**Exercises to complete:**
(1) Reproduce word for word the portion of the passage on the goddess Hecate that begins at the words "Icons of Hecate" and stops after the words "or psychotropic plants.".
(2) Go on with the passage about the goddess Hecate, picking up right after its last sentence.

**Selected passage:**
● ● ●

HECATE (Greek Goddess)

HECATE

Sam Stoker


Hecate, or Hekate, is a popular goddess revered by witches and neopagans of many different paths. She is the ancient Greek goddess of witchcraft, magic, and crossroads.


Child of Perses and Asteria, Hecate's earliest known depiction dates from the 6th century BC




Hecate has often been depicted throughout history as holding torches or keys. As a household goddess and watcher of borders, the torches have been linked to torches used to light ancient Greek cities, and she used torches to help guide Persephone out of the underworld. The keys are also associated with this task, as they are the keys to the underworld.


Icons of Hecate were often placed over doorways to protect the home from negative spirits, as well as appearing in not only temples to Hecate but also those dedicated to many other deities, with her often having her own space inside their temples.


Hecate is known for a connection with dogs, sometimes being pictured alongside them, and they were often sacrificed to her - even as recently as 1920s America. She favoured the Yew tree and is linked to poisonous plants such as belladonna, along with other magical, healing or psychotropic plants.


Hecate has in the past been confused with Diana, and as such has also become linked to the moon, women, and fertility. These traits are sometimes observed by modern devotees.

● ● ●

**Stored rows:**
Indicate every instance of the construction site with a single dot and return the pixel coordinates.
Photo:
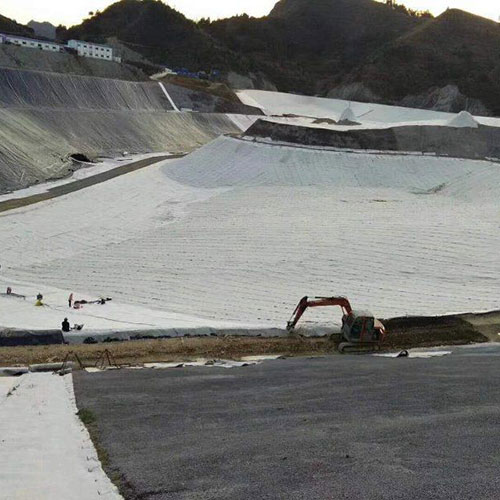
(265, 294)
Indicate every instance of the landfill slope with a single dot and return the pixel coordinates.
(45, 117)
(238, 231)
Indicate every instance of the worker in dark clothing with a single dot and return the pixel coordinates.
(65, 325)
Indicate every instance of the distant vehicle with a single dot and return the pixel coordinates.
(360, 330)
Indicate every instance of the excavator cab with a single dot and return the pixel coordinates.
(359, 326)
(360, 329)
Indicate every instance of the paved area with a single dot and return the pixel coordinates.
(340, 427)
(71, 187)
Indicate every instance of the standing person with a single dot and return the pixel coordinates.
(65, 326)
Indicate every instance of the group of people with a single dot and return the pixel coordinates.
(77, 304)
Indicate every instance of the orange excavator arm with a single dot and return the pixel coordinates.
(307, 302)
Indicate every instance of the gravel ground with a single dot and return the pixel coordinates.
(343, 427)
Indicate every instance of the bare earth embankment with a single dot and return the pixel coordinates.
(405, 333)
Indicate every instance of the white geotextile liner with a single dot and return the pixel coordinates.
(46, 450)
(236, 233)
(278, 103)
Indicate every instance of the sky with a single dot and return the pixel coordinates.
(69, 12)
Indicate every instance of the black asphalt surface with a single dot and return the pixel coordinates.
(340, 427)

● ● ●

**Answers to each task:**
(1)
Icons of Hecate were often placed over doorways to protect the home from negative spirits, as well as appearing in not only temples to Hecate but also those dedicated to many other deities, with her often having her own space inside their temples.


Hecate is known for a connection with dogs, sometimes being pictured alongside them, and they were often sacrificed to her - even as recently as 1920s America. She favoured the Yew tree and is linked to poisonous plants such as belladonna, along with other magical, healing or psychotropic plants.

(2)
With depictions of her regularly involving three faces, Wiccans often associate her with the triple goddess figure. She is sometimes thought of as being the crone of the three. Worship of her has been resurrected in the modern era by practitioners of Hellenic polytheism, a revivalism/reconstructionist movement bringing the ancient Green religion back to light.


In modern paganism, Hecate has gained popularity and is revered as the mother of witches, a healer who guides the way of her followers, a herbalist, a guardian, and a formidable deity not to cross. If Hecate calls to you, you are truly blessed. Many, many witches and pagans choose to worship her, and for very good reason.


Ways to include Hecate in your practice:


  • Dedicate space on your altar to her - add an old key or some symbolism in dedication

  • Work with torches (candles will do!)

  • Take care of dogs, her patron animal. If you don't have a dog, volunteer at a rescue or donate!

  • Study herbalism

  • Include her when dealing with the dead


Getting to know Hecate, whether as an actual deity or a historical figure, can be incredibly rewarding and interesting. You just might find she fits well with you.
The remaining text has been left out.